### Selected excerpt
=-=-=
[PATCH 12/13] pci-assign: Generic config space access management

[Date Prev][Date Next][Thread Prev][Thread Next][Date Index][Thread Index]

 



From: Jan Kiszka <jan.kiszka@xxxxxxxxxxx>

This drastically simplifies config space access management: Instead of
coding various range checks and merging bits, set up two access control
bitmaps. One defines, which bits can be directly read from the device,
the other allows direct write to the device, also with bit-granularity.

The setup of those bitmaps, specifically the corner cases like the
capability list status bit, is way more readable than the existing code.
And the generic config access functions just need one additional logic
to catch writes to the MSI/MSI-X control flags and call the related
update handlers.

Signed-off-by: Jan Kiszka <jan.kiszka@xxxxxxxxxxx>
---
 hw/device-assignment.c |  325 ++++++++++++++++-------------------------------
 hw/device-assignment.h |    3 +-
 2 files changed, 113 insertions(+), 215 deletions(-)

diff --git a/hw/device-assignment.c b/hw/device-assignment.c
index 6a2ca8c..be199d2 100644
--- a/hw/device-assignment.c
+++ b/hw/device-assignment.c
@@ -63,35 +63,6 @@ static void assigned_dev_load_option_rom(AssignedDevice *dev);
 
 static void assigned_dev_unregister_msix_mmio(AssignedDevice *dev);
 
-static void assigned_device_pci_cap_write_config(PCIDevice *pci_dev,
-                                                 uint32_t address,
-                                                 uint32_t val, int len);
-
-static uint32_t assigned_device_pci_cap_read_config(PCIDevice *pci_dev,
-                                                    uint32_t address, int len);
-
-/* Merge the bits set in mask from mval into val.  Both val and mval are
- * at the same addr offset, pos is the starting offset of the mask. */
-static uint32_t merge_bits(uint32_t val, uint32_t mval, uint8_t addr,
-                           int len, uint8_t pos, uint32_t mask)
=-=-=
### Task description
Continue the pci-assign config space patch from the line where it stops.

### Recorded data
=-=-=
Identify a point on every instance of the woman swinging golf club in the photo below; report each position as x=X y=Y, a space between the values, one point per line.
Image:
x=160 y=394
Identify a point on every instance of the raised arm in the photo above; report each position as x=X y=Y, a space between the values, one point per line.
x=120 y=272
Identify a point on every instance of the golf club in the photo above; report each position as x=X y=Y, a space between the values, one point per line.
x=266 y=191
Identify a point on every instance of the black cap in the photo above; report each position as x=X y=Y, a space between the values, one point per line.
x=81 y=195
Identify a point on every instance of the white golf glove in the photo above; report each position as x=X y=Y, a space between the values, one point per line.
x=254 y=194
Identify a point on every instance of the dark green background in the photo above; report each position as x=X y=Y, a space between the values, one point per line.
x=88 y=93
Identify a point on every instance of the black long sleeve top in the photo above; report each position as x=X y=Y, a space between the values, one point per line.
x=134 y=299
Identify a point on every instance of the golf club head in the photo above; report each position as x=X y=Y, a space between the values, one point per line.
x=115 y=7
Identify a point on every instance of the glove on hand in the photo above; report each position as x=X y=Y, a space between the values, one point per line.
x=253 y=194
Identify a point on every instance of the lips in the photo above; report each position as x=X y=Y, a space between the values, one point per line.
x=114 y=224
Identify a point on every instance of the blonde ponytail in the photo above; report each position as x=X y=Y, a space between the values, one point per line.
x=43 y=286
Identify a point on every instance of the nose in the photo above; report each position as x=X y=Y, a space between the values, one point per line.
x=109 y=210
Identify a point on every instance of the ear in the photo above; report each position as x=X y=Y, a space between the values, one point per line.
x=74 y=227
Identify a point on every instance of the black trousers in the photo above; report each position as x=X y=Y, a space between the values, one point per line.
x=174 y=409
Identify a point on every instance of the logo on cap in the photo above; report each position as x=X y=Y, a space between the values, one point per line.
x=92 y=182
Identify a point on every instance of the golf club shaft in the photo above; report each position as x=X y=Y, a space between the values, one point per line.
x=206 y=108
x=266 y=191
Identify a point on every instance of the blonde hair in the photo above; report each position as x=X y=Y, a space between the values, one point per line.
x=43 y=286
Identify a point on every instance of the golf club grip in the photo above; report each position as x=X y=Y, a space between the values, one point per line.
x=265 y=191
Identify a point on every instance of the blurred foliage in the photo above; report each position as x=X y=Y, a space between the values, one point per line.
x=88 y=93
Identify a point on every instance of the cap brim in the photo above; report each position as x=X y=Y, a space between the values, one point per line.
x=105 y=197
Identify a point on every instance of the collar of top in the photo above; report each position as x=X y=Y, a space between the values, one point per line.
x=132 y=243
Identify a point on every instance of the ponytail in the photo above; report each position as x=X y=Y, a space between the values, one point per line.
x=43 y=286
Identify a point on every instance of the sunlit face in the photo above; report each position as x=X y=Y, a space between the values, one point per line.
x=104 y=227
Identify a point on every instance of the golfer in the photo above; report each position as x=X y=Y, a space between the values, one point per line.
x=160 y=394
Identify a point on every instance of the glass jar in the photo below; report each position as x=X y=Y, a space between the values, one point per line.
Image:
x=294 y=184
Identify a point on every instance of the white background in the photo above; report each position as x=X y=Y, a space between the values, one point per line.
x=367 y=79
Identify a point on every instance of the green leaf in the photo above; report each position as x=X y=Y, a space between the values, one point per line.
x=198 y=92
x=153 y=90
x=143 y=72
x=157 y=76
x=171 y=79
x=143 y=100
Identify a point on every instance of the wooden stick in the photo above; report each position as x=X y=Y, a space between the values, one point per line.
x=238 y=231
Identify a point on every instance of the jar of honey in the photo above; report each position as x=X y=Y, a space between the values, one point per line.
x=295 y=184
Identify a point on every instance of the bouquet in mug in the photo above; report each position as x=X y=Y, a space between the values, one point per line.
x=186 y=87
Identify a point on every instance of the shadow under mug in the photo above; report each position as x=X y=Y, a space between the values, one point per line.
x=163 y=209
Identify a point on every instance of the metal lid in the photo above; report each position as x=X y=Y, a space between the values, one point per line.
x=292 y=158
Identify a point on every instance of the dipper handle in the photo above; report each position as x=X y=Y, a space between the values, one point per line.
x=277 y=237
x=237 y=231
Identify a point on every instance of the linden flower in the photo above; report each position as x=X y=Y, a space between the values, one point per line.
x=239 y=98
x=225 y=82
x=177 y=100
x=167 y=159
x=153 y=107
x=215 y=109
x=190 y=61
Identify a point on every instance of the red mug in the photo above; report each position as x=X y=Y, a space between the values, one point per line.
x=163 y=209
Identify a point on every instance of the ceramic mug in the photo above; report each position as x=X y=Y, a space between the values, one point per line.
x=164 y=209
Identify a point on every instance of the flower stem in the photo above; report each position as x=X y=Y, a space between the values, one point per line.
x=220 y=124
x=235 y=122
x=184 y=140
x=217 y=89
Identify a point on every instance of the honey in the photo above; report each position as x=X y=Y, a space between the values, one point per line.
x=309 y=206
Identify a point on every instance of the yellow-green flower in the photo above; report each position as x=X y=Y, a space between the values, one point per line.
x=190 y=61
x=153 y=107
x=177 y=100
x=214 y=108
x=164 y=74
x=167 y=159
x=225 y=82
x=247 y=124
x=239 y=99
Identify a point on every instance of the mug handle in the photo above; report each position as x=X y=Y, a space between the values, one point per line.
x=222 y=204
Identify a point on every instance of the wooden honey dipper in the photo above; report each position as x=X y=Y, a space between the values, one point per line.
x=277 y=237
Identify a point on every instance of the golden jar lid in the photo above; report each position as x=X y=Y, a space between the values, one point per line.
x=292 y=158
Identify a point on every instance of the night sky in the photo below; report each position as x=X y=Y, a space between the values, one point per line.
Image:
=-=-=
### Answer to the problem
-{
-    if (!ranges_overlap(addr, len, pos, 4)) {
-        return val;
-    }
-
-    if (addr >= pos) {
-        mask >>= (addr - pos) * 8;
-    } else {
-        mask <<= (pos - addr) * 8;
-    }
-    mask &= 0xffffffffU >> (4 - len) * 8;
-
-    val &= ~mask;
-    val |= (mval & mask);
-
-    return val;
-}
-
 static uint32_t assigned_dev_ioport_rw(AssignedDevRegion *dev_region,
                                        uint32_t addr, int len, uint32_t *val)
 {
@@ -404,143 +375,6 @@ static uint8_t pci_find_cap_offset(PCIDevice *d, uint8_t cap, uint8_t start)
     return 0;
 }
 
-static void assigned_dev_pci_write_config(PCIDevice *d, uint32_t address,
-                                          uint32_t val, int len)
-{
-    int fd;
-    ssize_t ret;
-    AssignedDevice *pci_dev = DO_UPCAST(AssignedDevice, dev, d);
-
-    DEBUG("(%x.%x): address=%04x val=0x%08x len=%d\n",
-          ((d->devfn >> 3) & 0x1F), (d->devfn & 0x7),
-          (uint16_t) address, val, len);
-
-    if (address >= PCI_CONFIG_HEADER_SIZE && d->config_map[address]) {
-        return assigned_device_pci_cap_write_config(d, address, val, len);
-    }
-
-    if (ranges_overlap(address, len, PCI_COMMAND, 2)) {
-        pci_default_write_config(d, address, val, len);
-        /* Continue to program the card */
-    }
-
-    /*
-     * Catch access to
-     *  - base address registers
-     *  - ROM base address & capability pointer
-     *  - interrupt line & pin
-     */
-    if (ranges_overlap(address, len, PCI_BASE_ADDRESS_0, 24) ||
-        ranges_overlap(address, len, PCI_ROM_ADDRESS, 4)) {
-        pci_default_write_config(d, address, val, len);
-        return;
-    } else if (ranges_overlap(address, len, PCI_CAPABILITY_LIST, 1) ||
-               ranges_overlap(address, len, PCI_INTERRUPT_LINE, 2)) {
-        uint32_t real_val;
-
-        pci_default_write_config(d, address, val, len);
-
-        /* Ensure that writes to overlapping areas we don't virtualize still
-         * hit the device. */
-        real_val = assigned_dev_pci_read(d, address, len);
-        val = merge_bits(val, real_val, address, len,
-                         PCI_CAPABILITY_LIST, 0xff);
-        val = merge_bits(val, real_val, address, len,
-                         PCI_INTERRUPT_LINE, 0xffff);
-    }
-
-    DEBUG("NON BAR (%x.%x): address=%04x val=0x%08x len=%d\n",
-          ((d->devfn >> 3) & 0x1F), (d->devfn & 0x7),
-          (uint16_t) address, val, len);
-
-    fd = pci_dev->real_device.config_fd;
-
-again:
-    ret = pwrite(fd, &val, len, address);
-    if (ret != len) {
-	if ((ret < 0) && (errno == EINTR || errno == EAGAIN))
-	    goto again;
-
-	fprintf(stderr, "%s: pwrite failed, ret = %zd errno = %d\n",
-		__func__, ret, errno);
-
-	exit(1);
-    }
-}
-
-static uint32_t assigned_dev_pci_read_config(PCIDevice *d, uint32_t address,
-                                             int len)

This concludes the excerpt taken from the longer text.